PASSAGE TO READ
I could have done without the announcement, part 2

(… continued from I could have done without the announcement, part 1, posted on 3 Jan 2013).

With the clock rapidly ticking down on the Report stage of the High Speed Rail (Preparation) Bill, the Rt Hon Cheryl Gillan MP rose again, this time to move amendment 20. The amendments that were on the selection list to be taken with this lead amendment were 30, 15, 21, 22, 27, 25, 16, 26 and 31; six of these ten amendments applied to Clause 1 of the Bill, and the remainder to Clause 2. Together these amendments covered capping expenditure (both on the preparation and the implementation of the project), limiting the scope of the expenditure permitted by the Bill, banning employment through personal service company arrangements and the payment of bonuses, designating the network an “England-only project” for Barnett formula spending purposes, requiring financial reports to encompass all Government spending on the project, and requiring advance estimates of expenditure to be presented annually.

Within this group, two amendments had the backing of both frontbenches. These were amendment 25, which required financial reports to include a report on overspend or underspend against budget, and amendment 26, requiring financial reports to detail vocational qualifications gained by persons employed on the work covered by the Bill.

SOURCE EXCERPT
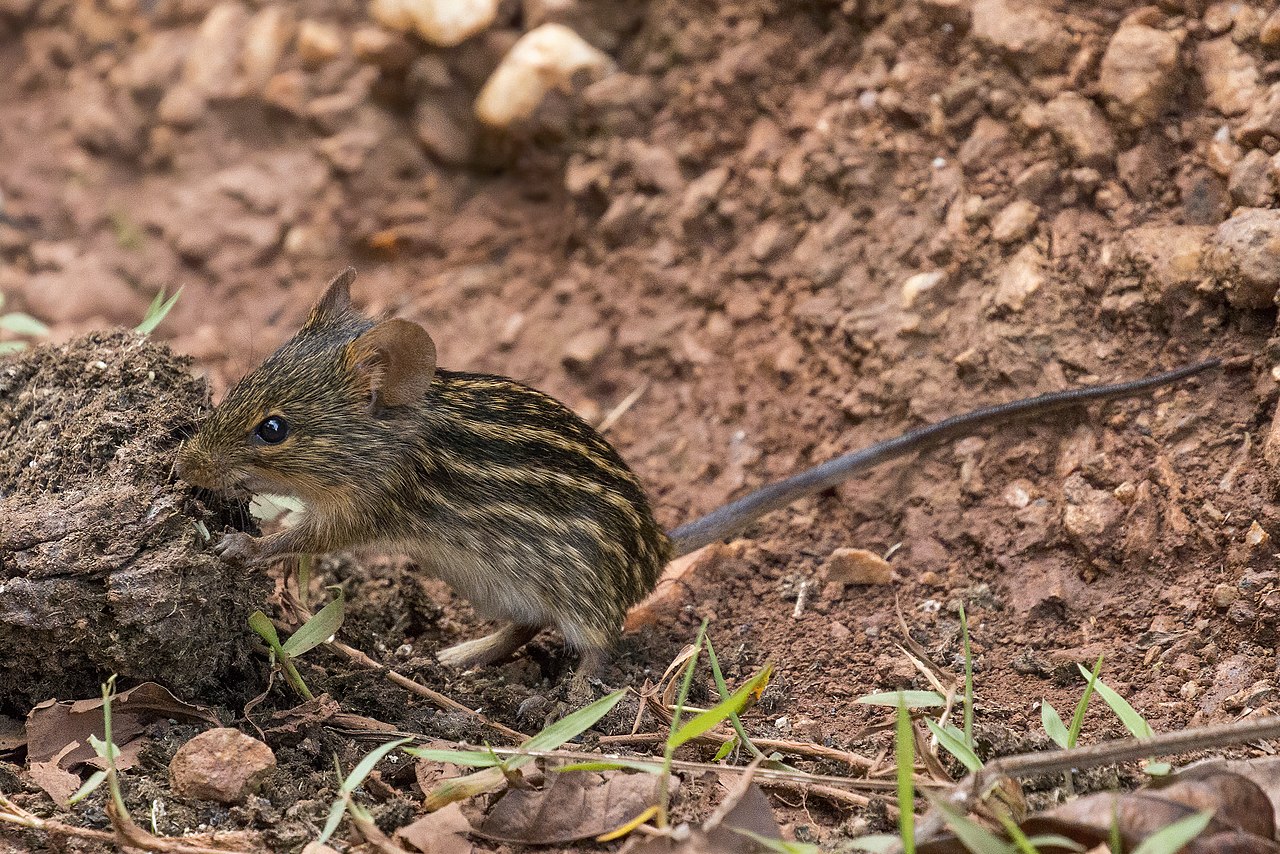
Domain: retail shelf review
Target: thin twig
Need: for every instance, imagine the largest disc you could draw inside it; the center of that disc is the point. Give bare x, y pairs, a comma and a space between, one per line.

REQUIRED TASK
Extend the account of the Report stage debate on the High Speed Rail (Preparation) Bill, picking up after its last sentence. The listing is separate material and has no connection to the passage on the High Speed Rail (Preparation) Bill.

ANSWER TO THE PROBLEM
When she rose to move amendment 20, Cheryl Gillan prefaced her speech by saying that she was, “very glad that we managed to get through the preceding group of amendments without a [division]”. This may appear to be a strange thing for the Rt Hon Lady to rejoice in, since her amendments were defeated, but her interest was clearly that a division would have taken time from the debate:

“I think it is clear that the Government have not allowed enough time for proper scrutiny of the Bill, and it worries me considerably that a wider audience beyond the House will not understand that we reached that point.”

This issue was raised again by Bill Cash MP just before the “knife” came down at 4pm in a “point of order”:

“We have not reached the last group of amendments, which are vital to all the people in my constituency and throughout the country who are affected by the Bill. This point of order is about the travesty of proceedings in relation to the programme motion and all that goes with it.”

By now the rotation of occupants in the Speaker’s Chair had reached deputy Speaker Eleanor Laing MP. She ruled that it was not a point of order as “the timetabling of discussions on this Bill is a matter for the House”, i.e. not a matter for the Chair. She then, showing some hesitancy due no doubt to her inexperience in the Chair, called for two voice votes “necessary for the disposal of the business to be concluded at that time”. The first vote negatived the group of amendments. The deputy Speaker then called upon Parliamentary Under-Secretary of State for Transport, Stephen Hammond MP, to move amendments 25 and 26, and these were agreed to.

There was an interruption from Jonathan Edwards, Plaid Cymru MP for Carmarthen East and Dinefwr, seeking to move amendment 27 (the one about the Barnett formula), which the deputy Speaker did not accept as it “had not been spoken to”, and that was the end of the Report stage of the Bill. This left a total of thirteen amendments and one new clause that that had not been considered, this being the reason for Mr Cash’s complaint.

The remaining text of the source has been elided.